Copy out the section of the Q5 TDI thread starting with "As we reported" and going on through "Saturday morning. ...", renaming "Q5" to "Q7" wherever it occurs.

## Excerpted passage
..........

# Audi's Next U.S. Diesel: the Q5 TDI



## JSpira (Oct 21, 2002)

As we reported in our feature on Audi's diesel strategy, the Audi Q5 is one of several diesels that Audi will bring to the U.S. in 2013.

Christian Stampfer took the Q5 for a drive to Fall - here is his "diesel grand touring" report.

*Driving the Audi Q5 TDI - The Road to Fall (Sylvensteinspeicher) - Review*


> A small village with a population of just a handful of people is normally not worth the drive of 85 km (52 miles) but the Bavarian village of Fall (which owes its name to a waterfall) is the exception to the rule. Fall's proximity to the beuatiful Karwendelgebirge (Karwendel Mountains), &#8230;
> The drive to Fall in the Audi Q5 started on a grey and hazy Saturday morning. ...
> <SNIP>


 Read the full story »


----------



## dalekressin (Sep 3, 2008)

Very nice review. I would definitely consider this vehicle.


----------



## UncleJ (May 7, 2006)

33 mpg and 6.5 0-60 times! Great performance, I will consider the Q5 diesel for sure!:thumbup:


----------



## AutoUnion (Apr 11, 2005)

> Overall, after one week with the Q5 in a variety of driving conditions, the picture was a bit different: the Q5 used 7.4 l/100 km (33 mpg) overall, which given the varying driving conditions experienced on the road to Fall, was quite respectable.

..........

## Recorded information
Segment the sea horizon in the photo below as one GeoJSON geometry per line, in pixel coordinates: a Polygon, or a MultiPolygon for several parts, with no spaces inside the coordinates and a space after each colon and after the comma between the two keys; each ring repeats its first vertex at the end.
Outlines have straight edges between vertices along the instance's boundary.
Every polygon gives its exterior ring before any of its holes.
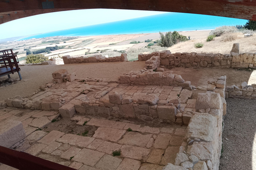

..........

## Result of this exercise
As we reported in our feature on Audi's diesel strategy, the Audi Q7 is one of several diesels that Audi will bring to the U.S. in 2013.

Christian Stampfer took the Q7 for a drive to Fall - here is his "diesel grand touring" report.

*Driving the Audi Q7 TDI - The Road to Fall (Sylvensteinspeicher) - Review*


> A small village with a population of just a handful of people is normally not worth the drive of 85 km (52 miles) but the Bavarian village of Fall (which owes its name to a waterfall) is the exception to the rule. Fall's proximity to the beuatiful Karwendelgebirge (Karwendel Mountains), &#8230;
> The drive to Fall in the Audi Q7 started on a grey and hazy Saturday morning. ...